## Estratto:
------------------------------
Ponte alle Grazie, 15 €

“Vai in posti strani.”

“Vado al cinema” rispose Kay. “Non c’è nulla di strano in questo. Talvolta vedo il film due volte. Talvolta entro a metà e guardo prima il secondo tempo. Quasi quasi preferisco così... il passato della gente, sai, è talmente più interessante del suo futuro.”

Partendo da questo scambio di battute tra due dei personaggi del romanzo, estrapolato circa a metà del volume, si può capire perché l’autrice abbia scelto di strutturare il romanzo in tre parti che vanno a ritroso, ripercorrendo man mano così il passato dei quattro personaggi. Tecnica curiosa, così come lo spunto cruciale su cui si basa il racconto.

Peccato però che né il presente, né il passato dei protagonisti siano così interessanti e degni di nota per costruirci sopra un intero romanzo...

Quattro esistenze anonime, che si ricollegano le une alle altre per uno strano gioco di coincidenze, non bastano a tenere in piedi tutte le 414 pagine. Un mattone senza fine che ogni tanto però accelera il ritmo per ripiombare poi, purtroppo, nella cronaca e nell’analisi psicologica approssimata di quattro vite “normali”.
------------------------------
## Dati riportati:
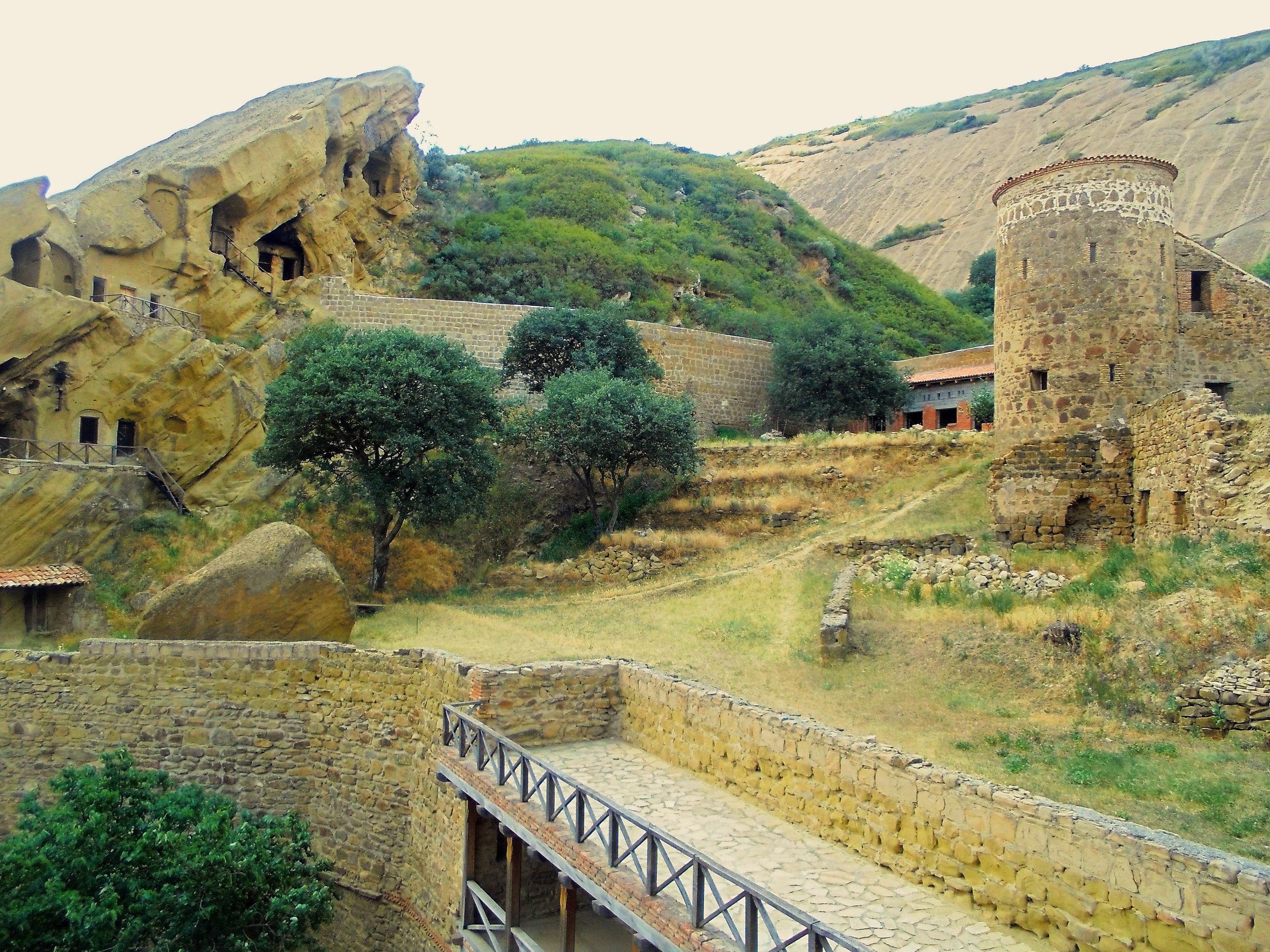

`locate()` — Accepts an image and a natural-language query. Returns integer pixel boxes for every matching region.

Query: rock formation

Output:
[742,60,1270,288]
[137,522,353,641]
------------------------------
## Esercizi:
• 1. Ricopia dalla recensione il tratto che va da “Ponte alle Grazie, 15” fino a “un intero romanzo...”, senza alcuna modifica.
• 2. Riformula in modo più conciso il paragrafo della recensione che comincia con “Quattro esistenze anonime”, mantenendone i fatti principali.
• 3. Scrivi il seguito della recensione del romanzo, riprendendo subito dopo l’ultima frase riportata.
I dati costituiscono un materiale a sé, distinto dalla recensione.

## Soluzioni:
• 1.
Ponte alle Grazie, 15 €

“Vai in posti strani.”

“Vado al cinema” rispose Kay. “Non c’è nulla di strano in questo. Talvolta vedo il film due volte. Talvolta entro a metà e guardo prima il secondo tempo. Quasi quasi preferisco così... il passato della gente, sai, è talmente più interessante del suo futuro.”

Partendo da questo scambio di battute tra due dei personaggi del romanzo, estrapolato circa a metà del volume, si può capire perché l’autrice abbia scelto di strutturare il romanzo in tre parti che vanno a ritroso, ripercorrendo man mano così il passato dei quattro personaggi. Tecnica curiosa, così come lo spunto cruciale su cui si basa il racconto.

Peccato però che né il presente, né il passato dei protagonisti siano così interessanti e degni di nota per costruirci sopra un intero romanzo...

• 2. Quattro vite anonime, collegate da una serie di coincidenze, non bastano a sostenere le 414 pagine del romanzo. Il libro ogni tanto accelera, ma ricade poi nella cronaca e in un’analisi psicologica approssimata di quattro esistenze “normali”.

• 3.
A volte il bello dei romanzi sta nel raccontare esistenze comuni esaltandone la bellezza classica e quotidiana con cui vengono condotte dalle figure a cui appartengono; se fosse stata questa l’intenzione dell’autrice ne sarebbe uscito un libro pregevole, ma Sarah Waters in questo caso non ce la fa: non c’è approfondimento psicologico; non c’è azione; la narrazione procede per “elenchi” di quello che i personaggi compiono al momento della loro entrata in scena; ci sono solo così tanti dialoghi inframmezzati da brevi annotazioni insignificanti.

Mi spiace dire che “Turno di notte” è un brutto libro, proprio dopo esser rimasta rapita dai volumi precedenti della stessa autrice [“Ladra” e “Affinità”] nonostante i voti scarsi che gli ho appioppato.
I precedenti volumi erano ambientati nell’Ottocento, questo invece durante la Seconda Guerra Mondiale. Gli altri erano incentrati esclusivamente su figure femminili, questo vede invece l’introduzione di diversi comprimari uomini verso i quali evidentemente l’autrice non ha dimestichezza d’analisi e risultano così solo d’intralcio alla descrizione delle altre donne protagoniste.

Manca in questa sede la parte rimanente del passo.